*What is required:* Report the tally of lines featuring the word "grass" in the entries below, without anything else.

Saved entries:
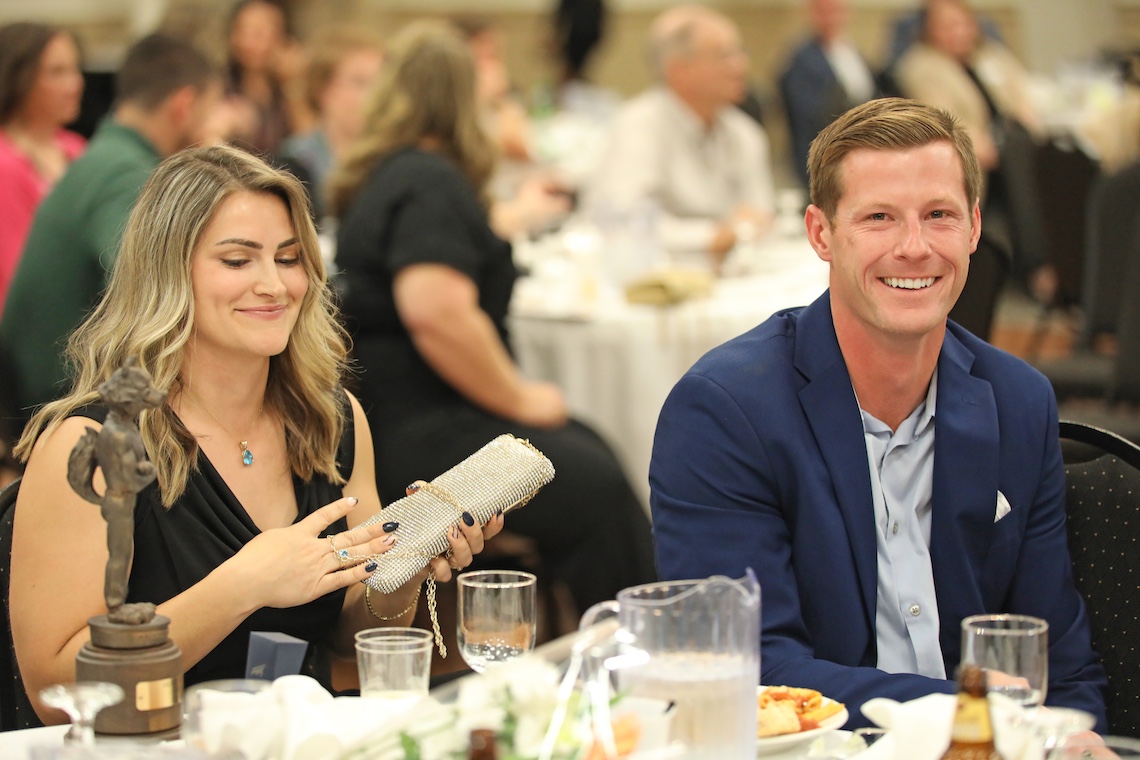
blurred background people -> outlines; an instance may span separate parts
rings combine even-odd
[[[481,16],[452,19],[475,60],[476,92],[486,119],[485,127],[504,158],[534,160],[534,146],[526,106],[516,97],[503,57],[503,33]]]
[[[963,0],[929,0],[922,40],[895,69],[907,97],[961,119],[986,172],[983,218],[1004,232],[1013,270],[1048,303],[1057,279],[1047,263],[1034,159],[1039,119],[1025,68],[1004,46],[984,38]]]
[[[929,4],[929,0],[922,0],[918,8],[903,13],[895,19],[894,24],[891,25],[891,40],[887,49],[885,68],[893,68],[894,65],[906,55],[907,51],[910,50],[911,45],[922,39],[923,30],[926,29],[926,7]],[[992,18],[979,16],[978,27],[987,38],[999,45],[1005,44],[1005,40],[1002,39],[1001,36],[1001,30],[998,29],[997,24],[994,23]]]
[[[653,579],[649,524],[606,444],[511,357],[516,271],[488,223],[496,152],[476,79],[446,25],[413,23],[390,42],[365,134],[333,179],[342,309],[381,498],[499,434],[530,440],[558,475],[510,530],[533,539],[581,613]]]
[[[47,24],[0,27],[0,312],[36,207],[84,140],[83,73],[71,34]]]
[[[807,154],[820,130],[849,108],[880,94],[859,50],[847,37],[847,0],[807,0],[811,37],[780,75],[780,95],[792,138],[792,164],[807,187]]]
[[[658,16],[650,48],[659,83],[615,116],[589,203],[628,211],[648,202],[668,251],[705,252],[719,265],[772,220],[768,138],[734,105],[748,56],[736,25],[697,5]]]
[[[190,43],[153,34],[127,51],[114,110],[36,213],[0,316],[17,414],[67,390],[64,343],[97,303],[147,177],[203,138],[221,100],[220,72]]]
[[[303,170],[318,220],[333,166],[364,128],[364,109],[380,76],[384,54],[378,35],[360,27],[326,30],[312,45],[305,97],[316,126],[287,138],[278,158]]]
[[[587,68],[606,34],[605,0],[558,0],[551,48],[557,66],[559,110],[608,119],[621,103],[617,93],[590,80]]]
[[[235,142],[271,156],[312,126],[301,93],[304,52],[283,0],[239,0],[230,12],[226,92],[238,109]]]

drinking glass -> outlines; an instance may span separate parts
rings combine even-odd
[[[1049,624],[1029,615],[968,617],[962,621],[962,662],[989,671],[991,694],[1039,707],[1049,684]]]
[[[40,691],[40,701],[67,713],[71,728],[64,741],[84,747],[95,746],[95,716],[104,707],[123,701],[123,689],[106,681],[79,681],[49,686]]]
[[[534,649],[531,573],[479,570],[459,576],[459,652],[477,673]]]
[[[360,696],[389,709],[419,702],[428,693],[432,634],[421,628],[369,628],[356,634]]]

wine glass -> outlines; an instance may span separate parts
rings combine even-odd
[[[123,701],[123,689],[106,681],[79,681],[48,686],[40,690],[40,701],[63,710],[71,718],[64,741],[84,747],[95,746],[95,716],[104,707]]]
[[[962,662],[985,668],[991,694],[1029,709],[1049,684],[1049,624],[1029,615],[973,615],[962,621]]]
[[[531,573],[479,570],[459,576],[459,652],[477,673],[534,649]]]

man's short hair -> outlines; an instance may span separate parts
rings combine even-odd
[[[811,143],[808,177],[811,202],[828,222],[843,196],[843,158],[853,150],[905,150],[948,142],[958,154],[970,208],[982,192],[982,170],[965,127],[949,112],[904,98],[880,98],[852,108]]]
[[[115,102],[154,110],[175,91],[203,91],[221,74],[202,51],[169,34],[150,34],[131,46],[115,77]]]

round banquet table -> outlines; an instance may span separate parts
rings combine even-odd
[[[670,306],[616,294],[568,304],[520,281],[510,317],[519,366],[561,386],[571,414],[610,443],[646,507],[653,432],[673,385],[710,349],[827,287],[828,267],[803,238],[766,242],[748,271],[718,279],[708,297]]]

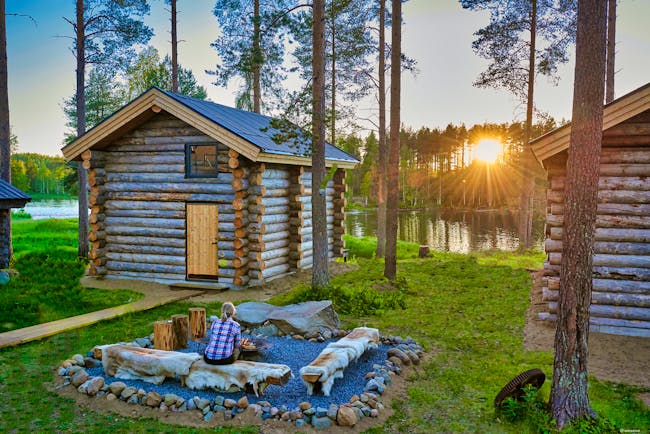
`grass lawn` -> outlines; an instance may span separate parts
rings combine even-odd
[[[13,222],[13,268],[0,290],[0,332],[135,301],[133,291],[105,291],[79,285],[85,262],[77,259],[77,221]]]
[[[352,248],[351,254],[361,256]],[[531,284],[525,268],[539,266],[540,258],[539,254],[491,252],[436,253],[427,259],[404,259],[399,263],[395,286],[383,279],[381,262],[357,258],[353,260],[358,261],[358,271],[332,280],[332,288],[324,293],[332,297],[346,327],[368,325],[379,327],[385,334],[411,336],[430,354],[419,373],[410,374],[408,399],[393,402],[396,414],[370,432],[552,432],[540,410],[529,411],[528,417],[515,417],[525,408],[513,408],[497,418],[492,406],[499,389],[519,372],[539,367],[547,375],[551,373],[550,353],[527,352],[522,346]],[[72,267],[74,262],[72,257],[66,266]],[[45,268],[42,272],[47,271]],[[274,301],[288,303],[312,295],[307,288],[297,287]],[[214,428],[179,428],[151,419],[97,413],[47,392],[43,386],[52,381],[59,361],[85,353],[96,344],[145,336],[151,332],[153,321],[168,319],[195,305],[174,303],[40,342],[0,349],[0,432],[215,432]],[[206,308],[217,312],[219,305]],[[592,405],[601,419],[609,422],[599,427],[582,426],[582,432],[607,432],[603,427],[647,432],[650,412],[632,398],[636,391],[592,379]],[[548,393],[547,381],[541,397],[548,399]],[[537,408],[537,403],[528,407]],[[290,425],[286,427],[290,429]],[[217,431],[259,430],[226,427]]]

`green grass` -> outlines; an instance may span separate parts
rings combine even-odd
[[[526,252],[504,252],[502,250],[485,250],[472,253],[480,265],[506,266],[526,270],[539,270],[544,265],[546,254],[540,250]]]
[[[15,274],[0,291],[0,332],[125,304],[142,297],[127,290],[79,285],[86,264],[77,258],[77,222],[13,224]]]
[[[37,245],[51,246],[54,240],[49,238],[50,232],[58,232],[61,251],[74,247],[76,235],[69,233],[76,228],[74,221],[49,223],[54,225],[50,226],[51,230],[38,226],[47,223],[20,224],[37,225],[33,229],[38,228],[43,234],[42,240],[35,237]],[[383,334],[412,336],[429,354],[408,375],[408,398],[396,398],[395,414],[368,432],[552,432],[543,408],[548,400],[549,381],[530,405],[513,408],[512,417],[496,415],[492,405],[501,387],[518,373],[535,367],[543,369],[547,376],[552,372],[551,353],[525,351],[522,345],[531,285],[525,268],[539,266],[539,253],[435,252],[431,258],[400,261],[397,284],[383,278],[383,262],[357,258],[360,258],[358,271],[332,279],[332,286],[338,288],[329,294],[335,305],[358,308],[350,294],[363,294],[364,303],[369,303],[368,300],[385,303],[390,295],[399,294],[404,308],[397,304],[363,311],[351,309],[350,313],[341,314],[344,326],[368,325],[378,327]],[[66,267],[76,266],[74,255],[64,256],[62,261]],[[41,269],[42,273],[49,271],[49,265]],[[305,287],[292,288],[273,301],[283,304],[293,297],[307,297],[308,292]],[[0,349],[0,432],[214,432],[214,427],[177,427],[152,419],[92,411],[48,391],[46,384],[52,381],[56,364],[61,360],[85,353],[96,344],[148,335],[154,321],[184,313],[195,305],[170,304],[43,341]],[[220,306],[212,303],[205,307],[208,315],[212,315],[219,312]],[[634,394],[642,390],[595,379],[590,379],[589,390],[601,422],[595,427],[583,423],[570,432],[607,432],[607,427],[650,430],[650,412],[634,399]],[[260,431],[257,427],[242,426],[217,430]]]
[[[152,323],[186,313],[197,303],[175,303],[129,314],[90,327],[56,335],[15,348],[0,349],[0,432],[70,433],[256,433],[256,427],[193,428],[164,424],[149,418],[99,413],[63,398],[48,383],[56,365],[75,353],[85,354],[98,343],[131,340],[151,333]],[[208,314],[218,304],[203,305]],[[173,423],[173,416],[168,419]],[[215,416],[215,420],[217,420]],[[198,421],[198,416],[197,416]]]
[[[349,250],[350,258],[367,258],[375,257],[377,251],[377,238],[361,237],[355,238],[350,235],[344,235],[345,248]],[[420,245],[406,241],[397,241],[397,258],[413,259],[418,257]]]
[[[393,291],[405,298],[405,309],[377,310],[375,315],[342,315],[346,327],[368,325],[382,333],[411,336],[431,354],[409,377],[408,400],[393,404],[396,415],[371,432],[552,432],[545,411],[506,420],[497,417],[493,400],[517,374],[541,368],[552,373],[550,352],[525,351],[522,345],[525,311],[529,306],[530,274],[539,267],[539,252],[473,255],[434,252],[431,258],[404,260],[398,265]],[[383,262],[360,260],[360,269],[332,279],[334,287],[354,292],[386,290]],[[283,304],[304,288],[274,298]],[[336,292],[332,293],[337,295]],[[381,297],[381,294],[377,295]],[[369,295],[367,295],[369,297]],[[347,300],[333,300],[334,304]],[[539,392],[547,401],[550,381]],[[650,411],[633,398],[639,389],[592,379],[592,405],[603,422],[591,429],[650,429]]]
[[[24,209],[19,209],[18,211],[11,211],[12,220],[29,220],[32,218],[32,215],[26,212]]]

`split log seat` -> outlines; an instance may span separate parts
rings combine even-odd
[[[237,360],[230,365],[209,365],[198,353],[152,350],[131,345],[95,347],[104,372],[124,380],[161,384],[165,378],[179,378],[190,389],[216,388],[222,391],[252,390],[264,394],[269,384],[283,386],[291,378],[287,365]],[[93,350],[94,351],[94,350]],[[95,351],[94,351],[95,352]]]
[[[323,395],[329,396],[334,380],[343,378],[343,371],[370,348],[376,348],[379,330],[357,327],[346,337],[332,342],[309,365],[300,369],[300,377],[307,386],[307,393],[313,395],[320,387]]]
[[[123,380],[142,380],[161,384],[165,378],[188,375],[198,353],[152,350],[129,345],[106,345],[102,348],[104,372]]]
[[[284,386],[292,377],[287,365],[236,360],[229,365],[210,365],[203,359],[194,362],[187,376],[181,377],[184,386],[200,390],[246,390],[255,396],[264,395],[269,384]]]

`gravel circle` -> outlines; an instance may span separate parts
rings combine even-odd
[[[243,335],[251,338],[251,336]],[[178,380],[165,379],[160,385],[147,383],[140,380],[122,380],[109,377],[104,373],[100,365],[96,368],[89,368],[87,372],[90,376],[101,376],[107,384],[114,381],[122,381],[127,386],[134,386],[143,389],[146,392],[154,391],[161,396],[167,393],[174,393],[185,400],[190,400],[194,396],[214,400],[216,396],[223,396],[238,400],[246,395],[250,403],[258,401],[269,401],[276,407],[286,406],[292,409],[298,406],[300,402],[308,401],[314,407],[327,408],[330,404],[341,404],[348,402],[352,395],[363,393],[363,388],[367,382],[365,375],[373,371],[373,365],[382,365],[386,360],[386,354],[391,346],[380,344],[377,349],[367,350],[356,362],[352,362],[344,371],[343,378],[334,381],[330,396],[317,394],[309,396],[307,388],[300,378],[300,368],[312,362],[320,352],[331,342],[338,339],[330,339],[325,342],[309,342],[306,340],[296,340],[290,337],[268,337],[265,338],[266,345],[260,355],[254,360],[265,363],[285,364],[291,368],[293,378],[284,386],[269,385],[264,396],[256,397],[255,394],[246,394],[244,392],[226,393],[215,390],[191,390],[182,387]],[[188,348],[179,350],[182,352],[202,352],[205,345],[189,341]]]

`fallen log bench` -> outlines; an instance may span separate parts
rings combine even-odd
[[[236,360],[229,365],[210,365],[201,359],[192,364],[188,375],[181,377],[181,384],[193,390],[245,390],[260,396],[264,395],[269,384],[284,386],[291,377],[291,368],[287,365],[248,360]]]
[[[307,386],[307,393],[313,395],[320,390],[329,396],[334,380],[343,378],[343,371],[370,348],[376,348],[379,330],[357,327],[347,336],[332,342],[309,365],[300,368],[300,377]]]
[[[152,350],[131,345],[106,345],[101,348],[104,372],[123,380],[142,380],[161,384],[165,378],[188,375],[198,353]]]
[[[152,350],[132,345],[102,345],[93,349],[101,356],[106,375],[123,380],[161,384],[178,378],[190,389],[247,390],[264,394],[269,384],[284,386],[291,378],[287,365],[236,360],[230,365],[209,365],[198,353]]]

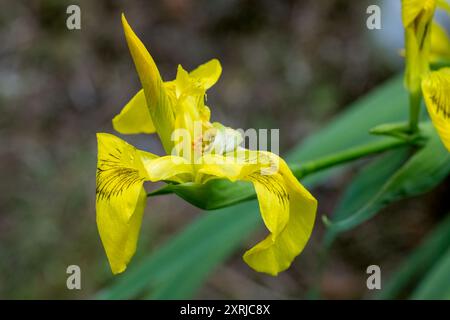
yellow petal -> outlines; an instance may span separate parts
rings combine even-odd
[[[247,152],[246,156],[250,156],[247,160],[255,157],[265,160],[229,163],[226,159],[220,162],[220,156],[207,155],[199,173],[253,183],[261,216],[270,234],[244,254],[244,261],[256,271],[277,275],[289,268],[308,242],[317,201],[298,182],[284,160],[268,152]],[[272,174],[261,172],[261,169],[272,168],[274,163],[278,163],[278,169]]]
[[[136,250],[148,179],[141,154],[125,141],[106,133],[97,134],[96,179],[97,227],[113,273],[120,273]]]
[[[134,95],[112,122],[114,130],[122,134],[155,132],[143,89]]]
[[[450,58],[450,41],[447,31],[438,23],[433,22],[431,27],[431,59],[438,61],[448,58]]]
[[[289,221],[289,194],[283,176],[252,173],[246,180],[253,182],[264,224],[271,233],[271,241],[276,241]]]
[[[192,164],[182,157],[164,156],[143,161],[150,181],[192,181]]]
[[[166,86],[175,91],[175,128],[186,129],[194,137],[195,122],[208,121],[210,116],[209,109],[205,106],[205,88],[181,65],[178,65],[176,79],[166,82]]]
[[[450,68],[427,74],[422,90],[433,125],[450,151]]]
[[[114,274],[123,272],[136,251],[147,194],[145,181],[192,180],[184,158],[157,157],[107,133],[98,133],[97,227]]]
[[[164,150],[166,153],[170,153],[173,148],[171,135],[175,122],[170,99],[165,92],[165,87],[153,58],[133,32],[124,15],[122,15],[122,24],[131,56],[144,89],[151,119]]]
[[[176,95],[180,96],[197,96],[205,94],[204,88],[192,78],[189,73],[183,69],[181,65],[177,68],[177,77],[175,79]]]
[[[435,8],[435,0],[402,1],[405,27],[405,86],[412,93],[420,90],[422,76],[429,71],[430,29]]]
[[[222,74],[219,60],[212,59],[191,71],[189,75],[202,84],[205,90],[211,88]]]
[[[270,166],[270,161],[278,157],[269,153],[246,150],[243,157],[235,159],[228,156],[208,154],[202,158],[200,174],[227,178],[230,181],[246,180],[253,183],[259,201],[261,216],[273,239],[280,234],[289,220],[289,195],[283,176],[278,172],[261,174],[261,170]],[[266,161],[259,161],[266,160]]]
[[[402,22],[407,28],[421,13],[428,14],[436,8],[436,0],[402,0]]]
[[[450,13],[450,4],[448,4],[447,0],[437,0],[436,4],[439,9],[442,9],[447,13]]]
[[[133,210],[128,221],[120,218],[120,210],[125,206],[120,205],[120,200],[97,200],[97,227],[114,274],[125,271],[136,252],[146,199],[147,193],[141,187],[133,207],[127,205]]]

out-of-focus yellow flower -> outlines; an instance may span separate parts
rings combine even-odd
[[[430,118],[445,147],[450,151],[450,68],[425,75],[422,91]]]
[[[123,272],[136,250],[146,203],[145,181],[205,183],[211,179],[253,183],[270,234],[248,250],[244,260],[256,271],[271,275],[287,269],[310,237],[316,199],[283,159],[241,148],[237,131],[210,122],[205,93],[221,74],[219,61],[211,60],[192,72],[179,66],[176,79],[163,82],[124,16],[122,23],[143,89],[114,118],[114,128],[125,134],[156,132],[168,155],[159,157],[111,134],[97,134],[97,225],[113,273]],[[180,131],[190,139],[187,148],[180,143],[186,137],[176,135]]]
[[[430,62],[450,59],[450,40],[447,31],[437,22],[431,26]]]
[[[419,92],[421,77],[429,71],[431,23],[436,0],[402,0],[405,28],[405,86]]]

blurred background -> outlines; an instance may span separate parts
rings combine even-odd
[[[366,8],[376,3],[383,30],[369,31]],[[223,74],[208,93],[213,120],[235,128],[280,128],[285,153],[401,70],[399,3],[3,0],[0,298],[91,298],[116,279],[95,224],[95,133],[113,132],[113,116],[140,87],[121,12],[165,80],[175,77],[177,64],[191,70],[218,58]],[[81,8],[81,30],[66,28],[70,4]],[[162,154],[155,137],[125,139]],[[333,210],[351,177],[346,172],[312,190],[319,215]],[[341,236],[320,283],[322,297],[366,297],[366,267],[382,262],[385,274],[397,268],[448,211],[449,185],[447,179]],[[201,214],[173,195],[150,199],[135,260]],[[277,278],[253,272],[241,260],[261,234],[249,235],[194,297],[304,298],[314,281],[320,219],[304,253]],[[80,291],[66,288],[71,264],[81,267]]]

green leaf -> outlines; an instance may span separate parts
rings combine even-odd
[[[450,299],[450,247],[414,291],[412,299]]]
[[[313,160],[373,141],[377,137],[368,133],[370,128],[381,122],[405,119],[407,110],[407,97],[399,76],[355,103],[325,129],[311,135],[290,152],[287,159],[292,162]],[[333,172],[335,170],[327,170],[302,182],[311,187]],[[189,298],[261,225],[260,220],[256,201],[207,212],[153,254],[133,261],[126,273],[114,278],[113,285],[99,297],[126,299],[150,292],[161,299]],[[180,289],[173,289],[178,285]]]
[[[436,264],[436,261],[440,257],[444,256],[448,248],[450,248],[450,214],[426,237],[420,246],[403,262],[402,266],[388,279],[386,285],[382,286],[382,290],[376,298],[399,298],[405,293],[405,290],[413,287],[418,280],[422,279],[430,269],[434,270],[433,265]],[[448,270],[450,268],[447,269],[447,274]],[[449,287],[449,280],[444,283]],[[421,289],[421,291],[425,289],[426,287]],[[419,293],[416,294],[418,295]]]
[[[430,122],[423,124],[421,129],[428,138],[426,145],[396,171],[361,208],[333,222],[325,219],[332,232],[354,228],[394,201],[428,192],[449,175],[450,153]]]

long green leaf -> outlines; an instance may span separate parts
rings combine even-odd
[[[432,269],[432,266],[450,248],[450,214],[402,263],[400,268],[382,286],[377,299],[395,299],[413,287],[414,283]],[[447,272],[450,269],[447,270]],[[450,281],[447,281],[450,284]]]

*Your solution:* 2